» **WORK TO BE COMPLETED**:
Wherever a line holds the word "lamp", copy that line from the data.

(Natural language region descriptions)

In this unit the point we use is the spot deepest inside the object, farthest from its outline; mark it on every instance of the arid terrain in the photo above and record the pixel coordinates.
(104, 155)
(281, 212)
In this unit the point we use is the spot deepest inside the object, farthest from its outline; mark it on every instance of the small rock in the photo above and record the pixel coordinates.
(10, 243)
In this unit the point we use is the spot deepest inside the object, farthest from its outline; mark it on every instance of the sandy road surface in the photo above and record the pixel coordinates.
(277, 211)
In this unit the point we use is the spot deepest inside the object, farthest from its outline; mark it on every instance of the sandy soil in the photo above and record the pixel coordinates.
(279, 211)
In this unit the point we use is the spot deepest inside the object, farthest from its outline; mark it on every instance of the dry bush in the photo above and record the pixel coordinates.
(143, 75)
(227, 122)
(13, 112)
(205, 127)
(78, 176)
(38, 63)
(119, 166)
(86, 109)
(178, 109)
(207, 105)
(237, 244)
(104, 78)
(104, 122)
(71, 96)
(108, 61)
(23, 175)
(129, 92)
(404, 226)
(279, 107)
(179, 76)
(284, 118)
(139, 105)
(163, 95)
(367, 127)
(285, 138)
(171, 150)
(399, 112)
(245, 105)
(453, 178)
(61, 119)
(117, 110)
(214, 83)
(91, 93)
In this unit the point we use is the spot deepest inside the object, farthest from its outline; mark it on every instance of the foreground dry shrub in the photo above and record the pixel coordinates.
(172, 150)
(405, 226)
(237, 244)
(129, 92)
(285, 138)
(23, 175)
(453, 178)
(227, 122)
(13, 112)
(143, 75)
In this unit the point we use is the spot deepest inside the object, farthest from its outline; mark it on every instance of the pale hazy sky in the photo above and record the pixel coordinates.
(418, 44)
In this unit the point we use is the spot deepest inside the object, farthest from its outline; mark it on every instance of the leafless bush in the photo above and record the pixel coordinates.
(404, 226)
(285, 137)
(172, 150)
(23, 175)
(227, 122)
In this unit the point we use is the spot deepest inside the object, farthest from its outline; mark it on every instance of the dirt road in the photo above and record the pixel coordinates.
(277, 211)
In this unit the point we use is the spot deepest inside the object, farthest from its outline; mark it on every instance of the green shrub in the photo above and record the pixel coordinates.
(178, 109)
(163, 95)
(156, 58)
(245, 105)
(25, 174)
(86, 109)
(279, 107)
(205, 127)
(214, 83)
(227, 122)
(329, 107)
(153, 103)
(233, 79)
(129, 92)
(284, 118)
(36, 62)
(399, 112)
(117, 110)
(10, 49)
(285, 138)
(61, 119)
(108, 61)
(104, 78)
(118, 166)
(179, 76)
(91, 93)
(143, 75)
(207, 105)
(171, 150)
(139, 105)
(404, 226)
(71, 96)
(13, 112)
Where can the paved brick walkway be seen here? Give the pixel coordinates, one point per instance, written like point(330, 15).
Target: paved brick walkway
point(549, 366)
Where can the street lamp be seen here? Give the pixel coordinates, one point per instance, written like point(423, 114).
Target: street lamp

» **TASK RESULT**:
Where can the street lamp be seen here? Give the pixel coordinates, one point per instance, written like point(423, 114).
Target: street lamp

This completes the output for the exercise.